* TESTO *
'''
Pubblicato il 05/07/2022

N. 09130/2022 REG.PROV.COLL.

N. 08445/2015 REG.RIC.

REPUBBLICA ITALIANA

IN NOME DEL POPOLO ITALIANO

Il Tribunale Amministrativo Regionale per il Lazio

(Sezione Prima Stralcio)

ha pronunciato la presente

SENTENZA

sul ricorso numero di registro generale 8445 del 2015, integrato da motivi aggiunti, proposto da
M S, rappresentata e difesa dall’avvocato L M, domiciliato presso la Segreteria del TAR del Lazio in Roma, via Flaminia n. 189;

contro

Comando Generale dell'Arma dei Carabinieri, Ministero della Difesa, in persona dei legali rappresentanti pro tempore, rappresentati e difesi dall’Avvocatura Generale dello Stato, domiciliataria ex lege in Roma, via dei Portoghesi n. 12;

nei confronti

G T, A A, non costituiti in giudizio;

per l’annullamento

- quanto al ricorso introduttivo:

del decreto n. 14/09 del Ministero della Difesa, con il quale veniva indetta la procedura speciale per la stabilizzazione di ufficiali in ferma prefissata, ausiliari del ruolo speciale e tecnico-logistico dell’Arma dei Carabinieri per gli anni 2007 e 2008, nella parte in cui non contempla il riconoscimento dell’anzianità di servizio maturata in costanza di rapporto di lavoro a tempo determinato;

della graduatoria 15/2009;

della Partecipazione nomina comunicata con atto prot. n. MD GMIL del 3.9.2009, nella sola parte in cui prevede la decorrenza dell’anzianità assoluta a partire dal 1.7.2008;

per l’accertamento del diritto della ricorrente

- al riconoscimento dell'anzianità assoluta nel grado di Sottotenente a far data dall’1.12.2003;

- ad essere inquadrato nel grado di Capitano a decorrere dal 01.12.2010;

e per la condanna delle Amministrazioni intimate:

- ad inquadrare il Tenente Secconi nel grado di Capitano a decorrere dall’1.12.2010;

- al pagamento della somma spettante a titolo di differenze retributive, maggiorata di

interessi legali e rivalutazione monetaria dalla data di maturazione fino al soddisfo, secondo legge;

- quanto ai motivi aggiunti depositati in data 9 ottobre 2015:

delle comunicazioni M_D

GMIL

0349030 del 16 giugno 2015 e M_D

GMIL

0353703 del 18 giugno 2015, notificate in data successiva al 3 luglio 2015;

della determinazione dirigenziale 15 giugno 2015, con cui è stato approvato l’elenco relativo alle aliquote di avanzamento, citata nella comunicazione M_D

GMIL

0349030 del 16 giugno 2015;

Visti il ricorso, i motivi aggiunti e i relativi allegati;

Visto l’atto di costituzione in giudizio del Comando Generale dell’Arma dei Carabinieri e del Ministero della Difesa;

Visti tutti gli atti della causa;

Relatore nell’udienza smaltimento del giorno 10 giugno 2022 la dott.ssa A M e uditi per le parti i difensori come specificato nel verbale;

Ritenuto e considerato in fatto e diritto quanto segue.
'''
* ELENCO DATI *
'''
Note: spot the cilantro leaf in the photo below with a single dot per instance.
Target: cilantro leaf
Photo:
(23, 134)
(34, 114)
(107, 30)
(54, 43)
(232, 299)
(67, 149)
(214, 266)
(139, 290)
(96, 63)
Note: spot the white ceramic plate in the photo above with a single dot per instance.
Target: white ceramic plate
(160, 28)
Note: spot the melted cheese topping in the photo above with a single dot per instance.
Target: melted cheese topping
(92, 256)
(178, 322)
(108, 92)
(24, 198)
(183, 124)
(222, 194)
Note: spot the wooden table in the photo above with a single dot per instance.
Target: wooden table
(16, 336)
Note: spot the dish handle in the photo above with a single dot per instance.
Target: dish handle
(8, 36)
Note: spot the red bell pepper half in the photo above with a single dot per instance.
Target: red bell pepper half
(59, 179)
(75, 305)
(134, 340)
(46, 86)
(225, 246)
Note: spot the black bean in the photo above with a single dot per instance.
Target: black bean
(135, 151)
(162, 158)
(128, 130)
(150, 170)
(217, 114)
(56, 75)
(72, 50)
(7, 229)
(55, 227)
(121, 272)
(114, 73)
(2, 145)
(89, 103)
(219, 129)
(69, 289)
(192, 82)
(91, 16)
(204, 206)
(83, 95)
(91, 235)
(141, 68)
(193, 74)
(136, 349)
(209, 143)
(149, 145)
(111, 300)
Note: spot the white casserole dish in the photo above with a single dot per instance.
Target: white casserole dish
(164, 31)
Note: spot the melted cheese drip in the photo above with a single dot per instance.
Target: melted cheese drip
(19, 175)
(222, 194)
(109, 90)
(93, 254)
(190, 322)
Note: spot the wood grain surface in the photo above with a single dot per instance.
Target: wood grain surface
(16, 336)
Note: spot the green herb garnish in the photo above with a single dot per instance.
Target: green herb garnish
'''
* AZIONI DA SVOLGERE *
A – Modifica il passo della sentenza che inizia con "Visto l’atto di" e termina con "diritto quanto segue.", sostituendo "verbale" con "resoconto".
B – Elenca tutti i gradi militari menzionati nella sentenza.
Basati soltanto sulla sentenza.

* RISPOSTE *
A –
Visto l’atto di costituzione in giudizio del Comando Generale dell’Arma dei Carabinieri e del Ministero della Difesa;

Visti tutti gli atti della causa;

Relatore nell’udienza smaltimento del giorno 10 giugno 2022 la dott.ssa A M e uditi per le parti i difensori come specificato nel resoconto;

Ritenuto e considerato in fatto e diritto quanto segue.

B – Sottotenente, Capitano, Tenente